Extraits de données d'étiquetage de positions:
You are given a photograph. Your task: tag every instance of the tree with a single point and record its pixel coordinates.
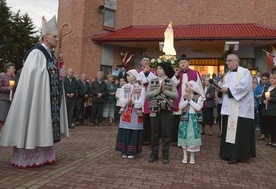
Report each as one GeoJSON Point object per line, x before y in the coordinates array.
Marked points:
{"type": "Point", "coordinates": [18, 36]}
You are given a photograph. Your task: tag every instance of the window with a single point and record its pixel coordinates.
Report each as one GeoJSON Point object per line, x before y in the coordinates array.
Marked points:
{"type": "Point", "coordinates": [109, 18]}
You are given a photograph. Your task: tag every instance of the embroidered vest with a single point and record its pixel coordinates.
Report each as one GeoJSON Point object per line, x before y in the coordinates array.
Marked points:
{"type": "Point", "coordinates": [185, 111]}
{"type": "Point", "coordinates": [161, 101]}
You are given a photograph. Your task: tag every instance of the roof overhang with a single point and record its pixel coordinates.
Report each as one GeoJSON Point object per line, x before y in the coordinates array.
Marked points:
{"type": "Point", "coordinates": [197, 32]}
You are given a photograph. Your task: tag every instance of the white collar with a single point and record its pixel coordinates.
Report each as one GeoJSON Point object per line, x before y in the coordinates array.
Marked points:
{"type": "Point", "coordinates": [48, 49]}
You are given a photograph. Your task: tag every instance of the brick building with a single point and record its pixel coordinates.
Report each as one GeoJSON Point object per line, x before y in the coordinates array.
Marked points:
{"type": "Point", "coordinates": [102, 29]}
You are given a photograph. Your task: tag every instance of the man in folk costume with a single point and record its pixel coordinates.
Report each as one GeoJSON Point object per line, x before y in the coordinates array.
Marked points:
{"type": "Point", "coordinates": [183, 75]}
{"type": "Point", "coordinates": [161, 94]}
{"type": "Point", "coordinates": [37, 117]}
{"type": "Point", "coordinates": [238, 132]}
{"type": "Point", "coordinates": [146, 75]}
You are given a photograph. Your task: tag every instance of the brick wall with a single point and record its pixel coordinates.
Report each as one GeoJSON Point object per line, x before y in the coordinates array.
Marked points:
{"type": "Point", "coordinates": [81, 54]}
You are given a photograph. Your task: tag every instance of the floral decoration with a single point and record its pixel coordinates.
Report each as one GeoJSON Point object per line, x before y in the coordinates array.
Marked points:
{"type": "Point", "coordinates": [172, 60]}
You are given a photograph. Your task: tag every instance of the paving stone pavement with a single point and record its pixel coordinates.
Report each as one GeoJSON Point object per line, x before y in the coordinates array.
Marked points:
{"type": "Point", "coordinates": [87, 159]}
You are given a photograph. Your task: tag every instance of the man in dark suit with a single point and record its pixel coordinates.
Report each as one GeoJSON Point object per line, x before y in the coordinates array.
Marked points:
{"type": "Point", "coordinates": [71, 90]}
{"type": "Point", "coordinates": [83, 93]}
{"type": "Point", "coordinates": [122, 73]}
{"type": "Point", "coordinates": [98, 92]}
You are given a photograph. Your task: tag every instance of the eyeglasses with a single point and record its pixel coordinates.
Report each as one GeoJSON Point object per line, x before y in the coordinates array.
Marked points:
{"type": "Point", "coordinates": [230, 60]}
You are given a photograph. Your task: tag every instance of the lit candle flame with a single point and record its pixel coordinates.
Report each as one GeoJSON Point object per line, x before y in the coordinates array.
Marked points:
{"type": "Point", "coordinates": [11, 83]}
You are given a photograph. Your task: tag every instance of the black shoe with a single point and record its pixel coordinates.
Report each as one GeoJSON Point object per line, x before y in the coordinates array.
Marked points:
{"type": "Point", "coordinates": [153, 158]}
{"type": "Point", "coordinates": [166, 160]}
{"type": "Point", "coordinates": [260, 138]}
{"type": "Point", "coordinates": [233, 161]}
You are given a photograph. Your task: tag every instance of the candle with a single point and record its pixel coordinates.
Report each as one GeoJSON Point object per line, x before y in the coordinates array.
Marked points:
{"type": "Point", "coordinates": [11, 83]}
{"type": "Point", "coordinates": [267, 94]}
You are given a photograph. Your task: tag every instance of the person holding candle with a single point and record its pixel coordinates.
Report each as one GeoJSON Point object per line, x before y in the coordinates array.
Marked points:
{"type": "Point", "coordinates": [269, 110]}
{"type": "Point", "coordinates": [37, 117]}
{"type": "Point", "coordinates": [238, 132]}
{"type": "Point", "coordinates": [6, 87]}
{"type": "Point", "coordinates": [259, 105]}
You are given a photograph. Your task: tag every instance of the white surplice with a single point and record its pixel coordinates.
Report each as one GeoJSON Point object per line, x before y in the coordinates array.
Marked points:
{"type": "Point", "coordinates": [29, 121]}
{"type": "Point", "coordinates": [242, 105]}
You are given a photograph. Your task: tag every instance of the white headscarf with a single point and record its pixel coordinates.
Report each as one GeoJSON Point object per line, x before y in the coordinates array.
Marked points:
{"type": "Point", "coordinates": [194, 86]}
{"type": "Point", "coordinates": [134, 74]}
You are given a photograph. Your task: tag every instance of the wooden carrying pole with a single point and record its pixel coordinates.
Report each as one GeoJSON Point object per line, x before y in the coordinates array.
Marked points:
{"type": "Point", "coordinates": [64, 30]}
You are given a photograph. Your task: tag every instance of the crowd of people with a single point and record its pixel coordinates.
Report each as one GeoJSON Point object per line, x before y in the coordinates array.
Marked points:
{"type": "Point", "coordinates": [169, 103]}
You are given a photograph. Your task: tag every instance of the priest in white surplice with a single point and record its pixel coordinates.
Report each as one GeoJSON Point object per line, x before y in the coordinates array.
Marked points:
{"type": "Point", "coordinates": [238, 132]}
{"type": "Point", "coordinates": [37, 115]}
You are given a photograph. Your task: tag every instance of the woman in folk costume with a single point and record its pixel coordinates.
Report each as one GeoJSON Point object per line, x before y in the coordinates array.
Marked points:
{"type": "Point", "coordinates": [132, 96]}
{"type": "Point", "coordinates": [37, 116]}
{"type": "Point", "coordinates": [161, 94]}
{"type": "Point", "coordinates": [189, 136]}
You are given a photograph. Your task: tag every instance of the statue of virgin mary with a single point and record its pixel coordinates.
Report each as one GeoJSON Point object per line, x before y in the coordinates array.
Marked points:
{"type": "Point", "coordinates": [168, 48]}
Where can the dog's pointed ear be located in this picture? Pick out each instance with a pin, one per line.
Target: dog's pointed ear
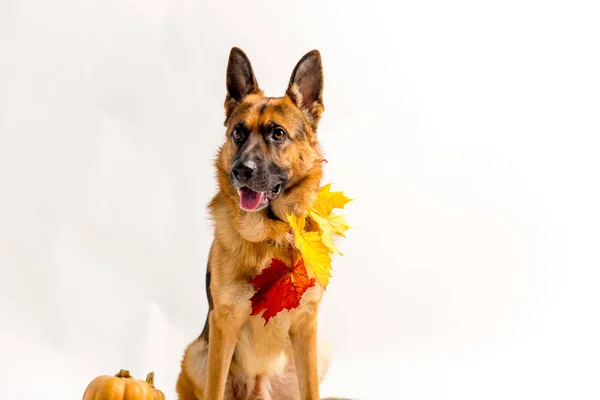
(240, 79)
(306, 85)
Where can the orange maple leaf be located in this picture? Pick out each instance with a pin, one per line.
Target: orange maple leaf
(279, 286)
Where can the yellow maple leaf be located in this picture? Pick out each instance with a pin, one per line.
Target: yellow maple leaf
(328, 200)
(313, 250)
(333, 224)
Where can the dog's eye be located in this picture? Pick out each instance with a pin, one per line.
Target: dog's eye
(279, 134)
(237, 135)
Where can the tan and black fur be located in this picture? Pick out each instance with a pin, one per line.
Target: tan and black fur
(237, 356)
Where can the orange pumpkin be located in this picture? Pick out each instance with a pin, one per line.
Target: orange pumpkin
(122, 386)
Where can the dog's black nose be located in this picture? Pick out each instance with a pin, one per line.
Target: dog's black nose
(243, 170)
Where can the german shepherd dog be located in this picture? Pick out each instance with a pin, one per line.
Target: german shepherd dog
(268, 167)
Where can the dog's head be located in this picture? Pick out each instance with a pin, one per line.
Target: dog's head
(271, 142)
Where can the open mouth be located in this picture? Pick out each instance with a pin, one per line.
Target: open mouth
(251, 200)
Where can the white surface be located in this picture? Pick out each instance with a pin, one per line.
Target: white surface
(467, 132)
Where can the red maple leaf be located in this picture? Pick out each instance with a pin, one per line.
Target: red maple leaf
(279, 286)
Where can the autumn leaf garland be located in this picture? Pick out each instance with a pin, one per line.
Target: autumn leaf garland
(281, 286)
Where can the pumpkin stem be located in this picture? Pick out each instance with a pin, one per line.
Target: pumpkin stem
(150, 379)
(124, 374)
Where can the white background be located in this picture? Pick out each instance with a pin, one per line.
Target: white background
(466, 131)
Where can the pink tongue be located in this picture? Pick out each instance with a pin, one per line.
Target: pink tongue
(249, 199)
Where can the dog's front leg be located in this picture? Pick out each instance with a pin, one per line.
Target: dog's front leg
(225, 323)
(303, 336)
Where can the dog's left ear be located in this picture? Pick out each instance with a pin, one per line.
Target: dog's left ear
(306, 86)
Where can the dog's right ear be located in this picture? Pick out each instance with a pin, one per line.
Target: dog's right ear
(240, 79)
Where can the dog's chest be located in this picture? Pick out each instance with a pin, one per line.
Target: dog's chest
(265, 349)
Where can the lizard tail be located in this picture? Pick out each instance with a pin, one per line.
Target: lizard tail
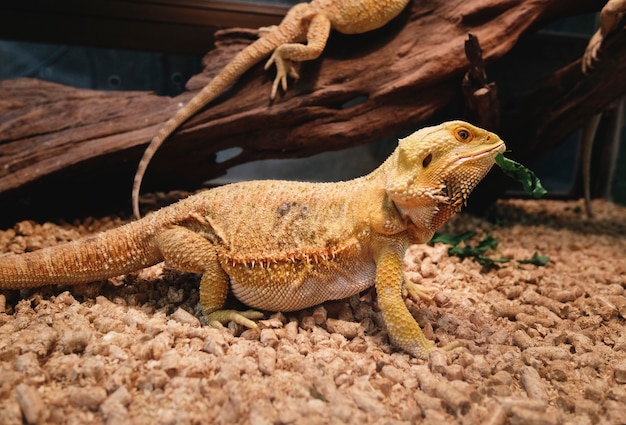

# Consignes et exigences
Recopiez toutes les lignes sans exception, à partir de celle qui contient « Where can the open » et jusqu'à la dernière ligne incluse, en ajoutant 94 à chaque coordonnée des points marqués. N'incluez pas les images dans votre réponse.

# Réponse au problème
Where can the open mouth be located in this picture? Pick out each instance with a pin, one per line.
Target: open mouth
(345, 294)
Where can the white surface be located in this picture? Pick out each instance with a pin, one per line.
Target: white surface
(561, 226)
Where can the red maple leaf be located in this picture? Pick out each instance with a pin, one per line.
Target: red maple leaf
(373, 380)
Where can the autumn leaf garland be located in this picture? Pick out each instance with a pin, one per line.
Target: autumn leaf garland
(375, 380)
Where can the pumpkin stem be located in this picture? Pick out each instance with a pin, one per line.
Target: pumpkin stem
(244, 473)
(218, 468)
Where can the white background be located in this picture? Pick out each instance with a pin, one per line.
Target: white background
(560, 225)
Where can the pink tongue be located in this picture? Pick out each instance with a pin, one per line.
Target: pink tongue
(343, 293)
Where can the dog's front leg be located in this picture? Pick out each instance with a pin, one per line.
Target: dog's front leg
(319, 417)
(397, 430)
Where can the dog's left ear be located in this picture? Pick out each instance with a pin, one per line.
Target: dog's left ear
(400, 180)
Where can the dog's right ear be located in this picture? Pick out each instance with a pin, one per line.
Target: dog's right ear
(334, 173)
Where can the dog's chest be located in this picture? Pick out each instance with a pin, one per line.
Target: dog's chest
(359, 443)
Where can the lizard tail be located in this picture? Pick out each instance with a pin, one per line.
Target: lizard tail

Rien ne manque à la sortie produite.